GOAL OF THE EXERCISE: Convert the material below into a JSON array of strings, one string per line, with blank lines omitted.

__________

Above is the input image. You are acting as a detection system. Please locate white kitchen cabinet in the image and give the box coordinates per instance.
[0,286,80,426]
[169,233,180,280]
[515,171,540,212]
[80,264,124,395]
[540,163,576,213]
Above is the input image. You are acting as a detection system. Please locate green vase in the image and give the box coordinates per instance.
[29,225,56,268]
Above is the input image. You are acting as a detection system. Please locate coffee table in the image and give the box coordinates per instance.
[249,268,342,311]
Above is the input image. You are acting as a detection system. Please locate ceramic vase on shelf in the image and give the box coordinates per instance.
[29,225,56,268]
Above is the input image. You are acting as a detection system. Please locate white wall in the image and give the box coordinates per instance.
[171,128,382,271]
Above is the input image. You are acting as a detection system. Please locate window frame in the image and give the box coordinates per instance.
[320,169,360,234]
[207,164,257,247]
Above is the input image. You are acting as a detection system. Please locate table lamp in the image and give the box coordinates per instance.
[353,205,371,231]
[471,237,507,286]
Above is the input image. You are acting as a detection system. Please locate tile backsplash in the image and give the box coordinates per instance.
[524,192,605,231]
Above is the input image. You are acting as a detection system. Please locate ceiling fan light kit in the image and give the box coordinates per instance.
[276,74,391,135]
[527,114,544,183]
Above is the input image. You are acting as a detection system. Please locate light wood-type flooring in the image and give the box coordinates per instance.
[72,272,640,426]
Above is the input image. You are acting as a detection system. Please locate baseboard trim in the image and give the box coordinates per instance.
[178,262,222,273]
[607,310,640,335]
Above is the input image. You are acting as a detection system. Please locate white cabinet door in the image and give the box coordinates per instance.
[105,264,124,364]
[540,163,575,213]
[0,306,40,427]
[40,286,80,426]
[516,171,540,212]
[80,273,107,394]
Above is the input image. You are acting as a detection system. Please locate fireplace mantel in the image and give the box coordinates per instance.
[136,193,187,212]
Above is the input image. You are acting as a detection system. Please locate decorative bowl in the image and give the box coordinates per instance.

__________

TASK SOLUTION:
[
  "Above is the input image. You are acting as a detection system. Please locate white kitchen cabinet in the image and give the box coordinates per instance.",
  "[0,286,80,426]",
  "[169,233,180,280]",
  "[515,171,540,212]",
  "[80,264,124,395]",
  "[540,163,576,213]",
  "Above is the input image. You are acting as a detection system. Please locate green vase in the image and give the box coordinates per instance.",
  "[29,225,56,268]",
  "Above is the input image. You are acting as a detection system. Please locate coffee table in the image and give the box coordinates per instance.",
  "[249,268,342,311]",
  "Above is the input image. You are acting as a detection system. Please locate ceramic vase on shelf in the image and give the box coordinates per instance.",
  "[29,225,56,268]",
  "Above is the input image. You are acting as a detection system. Please locate white wall in the image and give the box coordinates per instance.",
  "[171,128,382,271]",
  "Above is the input image. You are acting as a detection system. Please locate window frame in the image and give the box coordinates per instance.",
  "[320,169,360,234]",
  "[207,164,257,247]",
  "Above is the input image. You are acting as a detection system. Please locate table lamp in the image and give the box coordinates per instance.",
  "[353,205,371,231]",
  "[471,237,507,286]",
  "Above is the input image. You are acting as a detection system. Please locate tile backsplash in the image and give the box coordinates per instance.",
  "[524,192,605,231]",
  "Above is the input image. You are acting as a detection system. Please locate ceiling fan light kit in the image and give the box coordinates per instance.",
  "[276,74,391,135]",
  "[527,114,544,183]",
  "Above is the input image. You are acting as a detection system. Please locate light wood-type flooring in the image and give the box coordinates per instance.",
  "[72,272,640,426]",
  "Above is the input image. You are acting as a detection system. Please locate baseboard trim in the image and give the box coordinates per instance.",
  "[178,262,222,273]",
  "[607,310,640,335]",
  "Above is the input image. You are acting as a detection system. Please locate white cabinet door in the image and give the box coordinates per instance.",
  "[105,264,124,364]",
  "[540,163,575,213]",
  "[0,306,40,427]",
  "[40,286,80,426]",
  "[516,171,540,212]",
  "[80,273,107,394]",
  "Above is the input image. You are acting as a detection system. Please locate fireplace mantel in the image and give the box coordinates per instance.",
  "[136,193,187,212]",
  "Above is the input image. You are acting as a detection system. Please locate decorative bowl in the image and give the box coordinates per instance."
]